• **Lista de tarefas**:
A – Reescreva o trecho do texto sobre a novela de Glória Perez que vai de "Muitos se perderam" até "acostumado a prestigiar.", inclusive, substituindo "folhetim" por "melodrama".
B – Indique se cada afirmação concorda com o texto sobre a novela de Glória Perez, respondendo sim ou não e citando literalmente as palavras decisivas: (i) Ritinha é interpretada por Isis Valverde; (ii) "A Regra do Jogo" correspondeu às expectativas; (iii) o texto considera desabonador que os personagens de Valverde sejam parecidos entre si.
C – Prossiga com o texto sobre a novela de Glória Perez a partir do ponto em que ele termina.
== Texto da página ==
Muitos se perderam no afã de renovar o gênero e deixaram a coisa toda meio rococó. Creio que a trajetória de João Emanuel Carneiro seja exemplar nesse sentido. Depois de comover a audiência com "Avenida Brasil", folhetim puro e muito bem executado, tentou subverter demais com "A Regra do Jogo", que frustrou praticamente todas as expectativas. Eis que Glória Perez conseguiu equilibrar as estruturas mais seguras da narrativa como contraponto a personagens com diversas camadas que o público de novela não está acostumado a prestigiar.
Filho rejeitado pelos pais é um clássico, por exemplo. Mas a abordagem do núcleo liderado por Ivan ajudou a expandir a discussão sobre sexualidade de forma contemporânea e relevante. A mulher enganada pelo marido também não chega a ser uma revolução. Ao enquadrar esse clichê na trajetória de uma personagem como Bibi Perigosa, tudo muda de figura.
O público está acostumado a ver em novela o cidadão fingindo que tem serão na firma para trair a esposa. É rigorosamente a mesma equação, mas dessa vez tivemos um cara escondendo da família que era traficante de drogas, com tudo revelado por conta da prisão. E só bem depois chegou a história da amante. Foi uma sequência de traições, todas possibilitadas pelo rico contexto dentro de uma fórmula batida.
Mas creio que a maior ousadia de Glória Perez dessa vez tenha sido Ritinha. A personagem vivida por Isis Valverde não é mocinha nem vilã, embora transite com certa fluidez nesses dois lados da moeda. Apesar do universo multicolorido da sereia, é uma personagem cinza. E a atriz conseguiu andar sobre essa corda bamba com impressionante altivez.
Ritinha arruinou a vida de muita gente, mas todos os seus vacilos eram de uma coerência avassaladora. A busca pela própria felicidade, mesmo que passando por cima dos outros, conseguiu encantar e irritar em proporções muito parecidas. Mérito também de Valverde, em mais uma apresentação fascinante. Conseguiu passar de maneira genuína as questões propostas pela autora. Acredito que tenha sido seu melhor papel até aqui. Há quem diga que a carreira de Valverde é feita por personagens muito parecidos entre si. Pode até existir certa verdade nisso, mas não consigo enxergar como algo desabonador.
===
== Amostras de dados ==
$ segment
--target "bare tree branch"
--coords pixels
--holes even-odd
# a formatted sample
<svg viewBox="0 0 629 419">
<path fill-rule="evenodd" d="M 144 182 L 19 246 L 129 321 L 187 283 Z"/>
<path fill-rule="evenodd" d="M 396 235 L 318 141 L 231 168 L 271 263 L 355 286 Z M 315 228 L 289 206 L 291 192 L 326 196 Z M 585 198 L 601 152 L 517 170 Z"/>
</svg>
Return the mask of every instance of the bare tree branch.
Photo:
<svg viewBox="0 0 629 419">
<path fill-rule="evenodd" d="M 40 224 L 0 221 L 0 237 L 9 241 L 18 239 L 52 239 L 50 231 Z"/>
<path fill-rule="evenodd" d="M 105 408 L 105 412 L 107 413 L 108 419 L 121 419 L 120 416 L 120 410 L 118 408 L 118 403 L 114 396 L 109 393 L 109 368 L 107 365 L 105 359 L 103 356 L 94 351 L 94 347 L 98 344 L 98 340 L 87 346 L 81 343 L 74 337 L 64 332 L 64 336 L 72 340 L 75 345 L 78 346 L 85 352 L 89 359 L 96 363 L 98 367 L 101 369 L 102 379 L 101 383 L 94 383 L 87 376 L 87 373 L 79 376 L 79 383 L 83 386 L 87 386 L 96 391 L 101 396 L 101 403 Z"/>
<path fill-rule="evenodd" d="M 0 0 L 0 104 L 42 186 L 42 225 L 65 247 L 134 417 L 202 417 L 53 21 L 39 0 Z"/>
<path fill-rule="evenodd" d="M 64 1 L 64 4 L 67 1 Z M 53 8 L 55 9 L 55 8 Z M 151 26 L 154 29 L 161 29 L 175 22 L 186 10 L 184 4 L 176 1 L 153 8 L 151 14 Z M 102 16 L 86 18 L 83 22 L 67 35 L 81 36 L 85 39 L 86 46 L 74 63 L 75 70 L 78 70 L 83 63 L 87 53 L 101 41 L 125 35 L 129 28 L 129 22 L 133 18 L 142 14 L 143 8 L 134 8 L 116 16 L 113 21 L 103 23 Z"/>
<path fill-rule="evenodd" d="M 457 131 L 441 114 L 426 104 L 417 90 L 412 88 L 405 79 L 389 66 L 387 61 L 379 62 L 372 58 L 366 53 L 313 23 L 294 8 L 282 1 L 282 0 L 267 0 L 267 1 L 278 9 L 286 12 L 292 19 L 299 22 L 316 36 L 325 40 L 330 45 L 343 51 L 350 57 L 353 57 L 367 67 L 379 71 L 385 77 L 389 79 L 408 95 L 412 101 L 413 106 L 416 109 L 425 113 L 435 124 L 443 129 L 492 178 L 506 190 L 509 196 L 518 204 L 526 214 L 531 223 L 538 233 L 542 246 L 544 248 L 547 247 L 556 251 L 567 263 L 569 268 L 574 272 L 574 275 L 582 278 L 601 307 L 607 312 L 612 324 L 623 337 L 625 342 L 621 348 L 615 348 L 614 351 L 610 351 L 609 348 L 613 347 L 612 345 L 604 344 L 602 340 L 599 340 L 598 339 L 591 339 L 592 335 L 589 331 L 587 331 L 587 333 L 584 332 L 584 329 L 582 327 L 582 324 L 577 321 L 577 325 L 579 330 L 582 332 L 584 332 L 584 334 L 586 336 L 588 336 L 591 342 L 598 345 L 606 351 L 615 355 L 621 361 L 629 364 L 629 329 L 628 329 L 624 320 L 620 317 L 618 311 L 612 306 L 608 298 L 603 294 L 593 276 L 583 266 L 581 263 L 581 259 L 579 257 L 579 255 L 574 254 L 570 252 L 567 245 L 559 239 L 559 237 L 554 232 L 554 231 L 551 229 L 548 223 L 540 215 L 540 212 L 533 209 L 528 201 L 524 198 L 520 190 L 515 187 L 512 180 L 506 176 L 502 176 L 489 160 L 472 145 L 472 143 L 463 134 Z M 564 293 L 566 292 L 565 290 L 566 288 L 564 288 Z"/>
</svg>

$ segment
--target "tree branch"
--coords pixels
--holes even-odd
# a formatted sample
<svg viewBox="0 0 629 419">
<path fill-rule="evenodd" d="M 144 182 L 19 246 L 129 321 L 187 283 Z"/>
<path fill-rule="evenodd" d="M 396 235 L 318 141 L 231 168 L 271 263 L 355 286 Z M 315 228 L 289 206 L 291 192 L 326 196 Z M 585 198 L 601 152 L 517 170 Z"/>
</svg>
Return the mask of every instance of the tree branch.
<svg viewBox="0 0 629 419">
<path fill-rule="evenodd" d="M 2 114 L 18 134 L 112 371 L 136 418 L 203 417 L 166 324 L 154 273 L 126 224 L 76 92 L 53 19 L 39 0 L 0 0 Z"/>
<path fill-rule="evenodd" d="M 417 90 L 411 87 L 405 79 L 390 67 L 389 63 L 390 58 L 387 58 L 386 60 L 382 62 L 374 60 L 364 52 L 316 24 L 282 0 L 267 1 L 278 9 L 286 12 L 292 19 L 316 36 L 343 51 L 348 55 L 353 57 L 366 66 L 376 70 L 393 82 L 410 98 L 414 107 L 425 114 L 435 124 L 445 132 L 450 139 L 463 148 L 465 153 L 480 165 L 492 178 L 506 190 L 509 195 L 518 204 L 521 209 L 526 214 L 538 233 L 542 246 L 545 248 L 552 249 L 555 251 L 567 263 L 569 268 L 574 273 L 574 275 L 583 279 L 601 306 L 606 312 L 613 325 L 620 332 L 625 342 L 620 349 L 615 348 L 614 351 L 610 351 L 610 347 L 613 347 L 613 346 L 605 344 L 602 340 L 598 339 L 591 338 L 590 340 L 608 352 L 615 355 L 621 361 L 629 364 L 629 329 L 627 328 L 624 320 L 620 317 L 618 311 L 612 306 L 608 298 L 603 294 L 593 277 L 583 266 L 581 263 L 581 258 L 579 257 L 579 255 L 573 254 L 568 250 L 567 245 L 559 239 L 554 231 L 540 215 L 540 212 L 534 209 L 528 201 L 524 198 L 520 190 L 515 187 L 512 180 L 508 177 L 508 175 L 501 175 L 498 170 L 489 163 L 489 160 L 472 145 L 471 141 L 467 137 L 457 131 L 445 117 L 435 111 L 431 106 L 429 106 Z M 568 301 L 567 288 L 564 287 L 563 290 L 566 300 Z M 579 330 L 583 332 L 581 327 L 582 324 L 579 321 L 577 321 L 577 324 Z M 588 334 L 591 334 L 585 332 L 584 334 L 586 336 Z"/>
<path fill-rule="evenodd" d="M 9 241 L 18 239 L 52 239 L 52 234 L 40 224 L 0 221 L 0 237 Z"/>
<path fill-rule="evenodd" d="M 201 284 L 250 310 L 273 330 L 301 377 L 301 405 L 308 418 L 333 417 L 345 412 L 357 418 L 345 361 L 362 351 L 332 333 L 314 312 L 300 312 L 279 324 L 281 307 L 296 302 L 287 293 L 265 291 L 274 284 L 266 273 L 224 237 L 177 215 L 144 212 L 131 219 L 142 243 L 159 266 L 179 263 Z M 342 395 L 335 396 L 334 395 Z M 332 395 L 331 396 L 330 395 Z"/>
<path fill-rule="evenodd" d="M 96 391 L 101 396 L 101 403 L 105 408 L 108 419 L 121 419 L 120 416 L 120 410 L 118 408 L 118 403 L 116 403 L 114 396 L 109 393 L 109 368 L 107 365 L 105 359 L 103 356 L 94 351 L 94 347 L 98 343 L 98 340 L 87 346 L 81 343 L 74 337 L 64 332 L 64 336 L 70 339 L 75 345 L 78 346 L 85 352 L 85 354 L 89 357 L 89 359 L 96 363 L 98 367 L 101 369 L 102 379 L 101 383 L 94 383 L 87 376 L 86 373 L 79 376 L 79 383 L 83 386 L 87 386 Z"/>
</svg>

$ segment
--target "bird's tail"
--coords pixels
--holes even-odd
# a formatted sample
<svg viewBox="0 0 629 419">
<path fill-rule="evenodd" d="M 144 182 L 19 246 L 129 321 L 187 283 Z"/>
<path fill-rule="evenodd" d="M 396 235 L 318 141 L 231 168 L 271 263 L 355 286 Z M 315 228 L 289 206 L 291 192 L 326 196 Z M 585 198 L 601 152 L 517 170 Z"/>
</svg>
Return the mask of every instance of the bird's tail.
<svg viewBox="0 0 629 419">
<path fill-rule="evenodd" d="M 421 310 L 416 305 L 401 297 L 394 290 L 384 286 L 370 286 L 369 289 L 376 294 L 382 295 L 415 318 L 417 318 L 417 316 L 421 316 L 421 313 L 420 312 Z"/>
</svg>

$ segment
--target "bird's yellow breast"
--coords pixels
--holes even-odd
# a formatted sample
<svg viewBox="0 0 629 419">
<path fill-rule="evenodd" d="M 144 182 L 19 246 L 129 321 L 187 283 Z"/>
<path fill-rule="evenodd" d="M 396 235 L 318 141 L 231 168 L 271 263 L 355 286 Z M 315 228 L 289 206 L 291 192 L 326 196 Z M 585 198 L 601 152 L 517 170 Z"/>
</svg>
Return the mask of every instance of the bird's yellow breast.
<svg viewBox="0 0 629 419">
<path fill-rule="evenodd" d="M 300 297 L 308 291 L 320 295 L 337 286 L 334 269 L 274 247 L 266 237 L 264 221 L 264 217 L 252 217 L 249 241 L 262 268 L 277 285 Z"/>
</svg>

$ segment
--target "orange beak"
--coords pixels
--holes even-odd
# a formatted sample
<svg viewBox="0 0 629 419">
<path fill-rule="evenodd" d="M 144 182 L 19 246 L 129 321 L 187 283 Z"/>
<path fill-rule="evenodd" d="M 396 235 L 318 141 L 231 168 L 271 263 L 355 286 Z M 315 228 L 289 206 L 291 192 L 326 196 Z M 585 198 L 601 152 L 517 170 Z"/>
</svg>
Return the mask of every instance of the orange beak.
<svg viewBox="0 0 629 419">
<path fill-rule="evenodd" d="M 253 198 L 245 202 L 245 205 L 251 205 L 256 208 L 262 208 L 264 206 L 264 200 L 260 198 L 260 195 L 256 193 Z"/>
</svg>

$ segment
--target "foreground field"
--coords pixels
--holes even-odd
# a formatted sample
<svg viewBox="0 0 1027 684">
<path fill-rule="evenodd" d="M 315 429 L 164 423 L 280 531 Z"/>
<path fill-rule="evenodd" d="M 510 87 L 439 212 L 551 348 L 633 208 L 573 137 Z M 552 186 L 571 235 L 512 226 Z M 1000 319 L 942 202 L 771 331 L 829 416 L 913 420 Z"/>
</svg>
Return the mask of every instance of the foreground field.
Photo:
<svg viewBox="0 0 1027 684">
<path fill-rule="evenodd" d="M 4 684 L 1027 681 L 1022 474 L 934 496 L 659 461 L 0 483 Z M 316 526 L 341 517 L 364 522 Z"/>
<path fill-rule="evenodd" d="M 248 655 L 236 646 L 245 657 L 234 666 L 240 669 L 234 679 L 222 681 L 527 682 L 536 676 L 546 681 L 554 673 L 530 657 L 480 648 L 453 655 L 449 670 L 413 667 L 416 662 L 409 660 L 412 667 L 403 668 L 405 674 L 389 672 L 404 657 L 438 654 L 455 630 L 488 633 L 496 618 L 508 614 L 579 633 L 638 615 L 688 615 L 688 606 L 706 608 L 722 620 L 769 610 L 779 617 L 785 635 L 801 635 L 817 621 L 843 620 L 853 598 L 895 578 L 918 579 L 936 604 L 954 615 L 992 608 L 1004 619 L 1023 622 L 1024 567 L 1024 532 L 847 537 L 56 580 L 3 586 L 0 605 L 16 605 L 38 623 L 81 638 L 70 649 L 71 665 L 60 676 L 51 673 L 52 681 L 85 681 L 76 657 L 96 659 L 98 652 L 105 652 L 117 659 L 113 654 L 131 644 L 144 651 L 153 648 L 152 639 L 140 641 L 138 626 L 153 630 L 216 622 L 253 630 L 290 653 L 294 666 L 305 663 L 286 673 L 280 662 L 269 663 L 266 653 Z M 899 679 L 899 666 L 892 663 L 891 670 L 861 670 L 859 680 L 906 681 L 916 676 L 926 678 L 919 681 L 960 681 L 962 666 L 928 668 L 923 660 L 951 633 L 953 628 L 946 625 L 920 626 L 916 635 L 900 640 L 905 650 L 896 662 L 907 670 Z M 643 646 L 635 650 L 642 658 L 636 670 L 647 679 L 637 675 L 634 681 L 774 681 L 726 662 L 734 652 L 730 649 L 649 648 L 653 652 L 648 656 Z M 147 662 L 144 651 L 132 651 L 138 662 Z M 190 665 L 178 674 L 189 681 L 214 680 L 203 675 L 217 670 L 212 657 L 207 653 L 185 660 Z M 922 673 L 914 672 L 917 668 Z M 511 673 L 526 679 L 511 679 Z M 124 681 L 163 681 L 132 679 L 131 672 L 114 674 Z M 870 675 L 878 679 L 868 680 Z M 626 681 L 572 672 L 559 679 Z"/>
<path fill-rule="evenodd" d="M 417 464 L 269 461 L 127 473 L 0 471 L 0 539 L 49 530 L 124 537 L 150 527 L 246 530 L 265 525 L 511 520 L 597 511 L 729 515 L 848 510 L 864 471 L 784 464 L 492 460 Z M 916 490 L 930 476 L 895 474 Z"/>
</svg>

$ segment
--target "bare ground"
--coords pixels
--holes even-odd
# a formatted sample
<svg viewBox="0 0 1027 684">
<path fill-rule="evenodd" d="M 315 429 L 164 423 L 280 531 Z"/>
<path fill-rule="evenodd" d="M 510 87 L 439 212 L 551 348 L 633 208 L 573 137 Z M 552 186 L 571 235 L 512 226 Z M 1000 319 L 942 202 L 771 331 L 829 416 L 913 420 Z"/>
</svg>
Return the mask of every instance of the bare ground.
===
• **Resultados**:
A –
Muitos se perderam no afã de renovar o gênero e deixaram a coisa toda meio rococó. Creio que a trajetória de João Emanuel Carneiro seja exemplar nesse sentido. Depois de comover a audiência com "Avenida Brasil", melodrama puro e muito bem executado, tentou subverter demais com "A Regra do Jogo", que frustrou praticamente todas as expectativas. Eis que Glória Perez conseguiu equilibrar as estruturas mais seguras da narrativa como contraponto a personagens com diversas camadas que o público de novela não está acostumado a prestigiar.

B –
(i) Sim: "A personagem vivida por Isis Valverde não é mocinha nem vilã".
(ii) Não: "que frustrou praticamente todas as expectativas".
(iii) Não: "não consigo enxergar como algo desabonador".

C –
Chego a lembrar de uma passagem da biografia de Bertrand Russell, filósofo e matemático britânico. Conta-se que o rei George VI estava um tanto reticente quanto a oferecer uma condecoração de Ordem do Mérito em 1944. Parecia estranho dar tão alta honraria a um estudioso irreverente e sarcástico, conhecido pelas posições democráticas e antimilitaristas.
Na cerimônia, o rei foi desagradável como apenas monarcas podiam ser. Falou o seguinte para o filósofo: “O senhor se comporta por vezes de um modo que, se adotado de forma geral, seria altamente inconveniente.” E Bertrand respondeu o que nos faz chegar em minha opinião sobre o desempenho de Isis Valverde ao longo de sua carreira em novelas: “O modo como uma pessoa se comporta tem a ver com a sua missão. Cabe a um carteiro, por exemplo, bater às portas de todas as casas de uma rua em que ele tem cartas para entregar. Se porém qualquer outra pessoa se pusesse a bater em todas as portas, ela seria considerada um transtorno para a ordem pública.”
Assim como Ritinha, a atriz vem cumprindo sua missão com louvor. São papéis que poderiam facilmente ser vistos como repulsivos - ou transtornos para a ordem pública, como diria Russel. Com o talento de Isis e a delicadeza dos autores, somos convidados a entrar sorrateiramente na cabeça de pessoas que normalmente não entenderíamos direito.